Thursday: The days seem really long with these 3 hour classes, especially when the professors don’t give breaks in between. Even small breaks I’d be happy with. I’m not looking for anything epic to make the classes longer, but 15 minutes would make me very happy. Just enough time for me to actually enjoy my sandwich, soda, and a short conversation. I tried that on Wednesday and the lab instructor, Anna, was cool about things. I really need to pick up the letters from disabled students so I don’t hear anything about how I eat in class, especially in photography since he doesn’t seem to give breaks, then again I only had one class so far. After a short class full of, introduce yourself and tell me something interesting where I couldn’t think of anything meanwhile I like to hang out in cemeteries, and filled out some papers Anna asked me about the research methods class I took before this class. We discussed that it is better for me to stay in this current class since it was a while since I had that research class and since that professor sucked, there are things I am not really sure how to do. When I left I headed to the com lab with Enchantment and then headed home. My knee didn’t bother me, or I should say hasn’t. I think its due to the anti inflammatory I am taking zyflamend, which is a herbal supplement. I hope that it continues to do its job because I really don’t want to think about surgery especially if it takes 3 weeks to heal. My mother’s friend Stacey had surgery on her knee and wasn’t allowed to walk up and down stairs and sadly for me to get to the train station, or ones near by, I need to go up and down stairs I can’t avoid it. at school I could but still leaving the train station at school I still need to walk up a flight and go down the same when I leave. I am thinking that if I need to have any surgery I will wait until the middle of May when classes end. This way if I need time to heal I will have the rest of May and June so I can then work in the summer program in July.
All today I kept hearing about this snow storm and how it is approaching with an indefinite amount of snow accumulation. I have a feeling it might be something intense, and I don’t feel like going out. I have a reading for experimental that I really want to get done and also would like to do some work in photoshop as well. I have a lot to do tomorrow, Friday, but I decided to just write an entry before I go to sleep and empty my head and also tell a somewhat short story that I think I possibly wrote about before if not a few times.
This kid that went to my grammar school, John, I have had dreams about which started in high school. Nothing dirty or crazy just would see him, we’d talk, and that was it. I hadn’t heard from him since he left the 5th grade and always wondered what happened to him. My mother made attempts to find his family to see how they were doing since my mother did help them with some of their financial endeavors which I didn’t know about until later on in life. Mainly didn’t find out this information until after I started college and mentioned finding him. After facebook got up and running and I joined I tried to find him and was not successful, but I found his sister right around the same time my mother found his mother in some search. I wrote his sister and asked if she had a brother named John, just to make sure and she did. My mother called shortly after and she spoke to his mother once. Apparently she had a funeral to go to, I still don’t know how true that is I just think she didn’t want to talk on the phone. She said she would return the call and that never happened. I would write his sister randomly and ask how she is doing. She gave me his aim screen name and his cell number but I felt weird calling him out of the blue. Seriously what do you talk about after all these years? The last time I spoke to him was in the 5th grade, but anyway. So not long ago, before I decided to write this, I saw that his sister’s birthday is coming up so I went to her page. I was going through her pictures and saw a picture of an older man, their father, and went to his page. I went through his pictures to be nosey and finally after all this I finally saw John, and he is on facebook as well. I feel weird adding him. Though I have to admit I feel like I died a little inside seeing he is engaged. For some reason it kills me seeing people I went to school with getting engaged/ married. I think Jessica is the only one that will understand.

» Data:

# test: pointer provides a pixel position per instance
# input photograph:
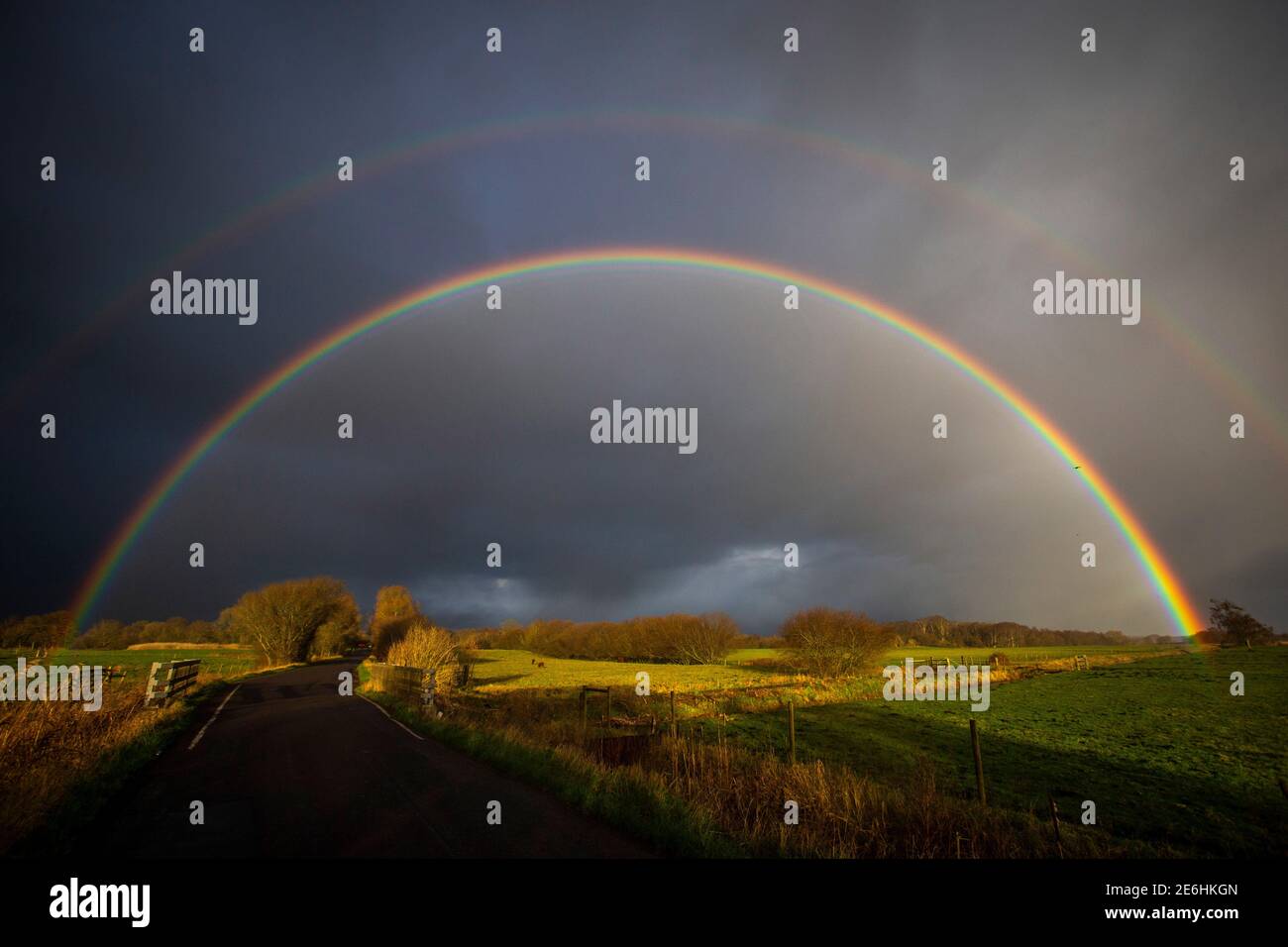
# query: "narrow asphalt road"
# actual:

* * *

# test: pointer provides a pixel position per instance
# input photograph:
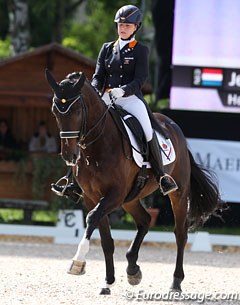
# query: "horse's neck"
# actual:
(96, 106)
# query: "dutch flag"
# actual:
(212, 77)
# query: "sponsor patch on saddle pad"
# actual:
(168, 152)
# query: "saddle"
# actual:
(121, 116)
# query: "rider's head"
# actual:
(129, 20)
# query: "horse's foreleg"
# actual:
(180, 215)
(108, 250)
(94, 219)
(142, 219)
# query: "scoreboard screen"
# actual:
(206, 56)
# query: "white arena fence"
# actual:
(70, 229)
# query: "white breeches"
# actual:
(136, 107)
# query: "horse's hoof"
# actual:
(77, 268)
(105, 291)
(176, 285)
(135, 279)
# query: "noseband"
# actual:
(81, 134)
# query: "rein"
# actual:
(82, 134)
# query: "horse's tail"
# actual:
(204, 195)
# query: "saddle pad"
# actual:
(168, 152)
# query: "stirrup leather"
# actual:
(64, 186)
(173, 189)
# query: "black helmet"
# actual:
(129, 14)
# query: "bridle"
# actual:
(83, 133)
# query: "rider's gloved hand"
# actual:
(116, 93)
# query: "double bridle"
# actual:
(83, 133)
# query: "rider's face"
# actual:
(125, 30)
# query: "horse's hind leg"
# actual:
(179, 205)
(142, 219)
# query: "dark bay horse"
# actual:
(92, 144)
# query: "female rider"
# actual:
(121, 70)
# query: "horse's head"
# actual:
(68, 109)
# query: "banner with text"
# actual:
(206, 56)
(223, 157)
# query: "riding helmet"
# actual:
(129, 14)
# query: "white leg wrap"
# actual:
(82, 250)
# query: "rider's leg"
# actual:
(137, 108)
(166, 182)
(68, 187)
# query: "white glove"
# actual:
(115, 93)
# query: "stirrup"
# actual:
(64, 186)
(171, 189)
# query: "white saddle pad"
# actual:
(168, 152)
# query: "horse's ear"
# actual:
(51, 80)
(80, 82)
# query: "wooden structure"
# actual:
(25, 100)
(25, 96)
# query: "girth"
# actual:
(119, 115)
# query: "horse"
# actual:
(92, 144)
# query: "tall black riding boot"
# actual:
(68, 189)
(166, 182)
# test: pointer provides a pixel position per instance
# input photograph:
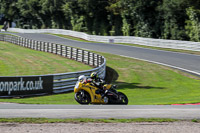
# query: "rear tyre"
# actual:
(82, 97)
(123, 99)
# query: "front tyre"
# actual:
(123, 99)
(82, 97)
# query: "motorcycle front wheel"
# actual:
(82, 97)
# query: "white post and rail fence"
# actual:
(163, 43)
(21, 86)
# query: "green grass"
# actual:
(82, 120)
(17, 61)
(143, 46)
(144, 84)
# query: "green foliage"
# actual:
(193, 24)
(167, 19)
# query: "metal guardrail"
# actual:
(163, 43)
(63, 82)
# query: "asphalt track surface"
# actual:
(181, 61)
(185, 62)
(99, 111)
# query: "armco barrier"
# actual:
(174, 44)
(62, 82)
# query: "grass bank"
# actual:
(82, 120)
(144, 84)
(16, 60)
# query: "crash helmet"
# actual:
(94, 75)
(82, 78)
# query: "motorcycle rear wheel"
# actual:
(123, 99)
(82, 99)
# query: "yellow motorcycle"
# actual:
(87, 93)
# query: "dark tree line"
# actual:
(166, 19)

» Activity list:
• 1. Decide whether each statement agrees with the journal entry above, answering yes or no and quoting the words of the text that settle it. (a) The writer would put off any knee surgery until classes end in the middle of May. (b) The writer last spoke to John in high school. (c) Zyflamend is described as a herbal supplement.
• 2. Reproduce the part of the journal entry that opens with the words containing "All today I" and closes with "a few times.".

» Completed exercise:
• 1.
(a) Yes: "I am thinking that if I need to have any surgery I will wait until the middle of May when classes end."
(b) No: "The last time I spoke to him was in the 5th grade"
(c) Yes: "I am taking zyflamend, which is a herbal supplement."

• 2.
All today I kept hearing about this snow storm and how it is approaching with an indefinite amount of snow accumulation. I have a feeling it might be something intense, and I don’t feel like going out. I have a reading for experimental that I really want to get done and also would like to do some work in photoshop as well. I have a lot to do tomorrow, Friday, but I decided to just write an entry before I go to sleep and empty my head and also tell a somewhat short story that I think I possibly wrote about before if not a few times.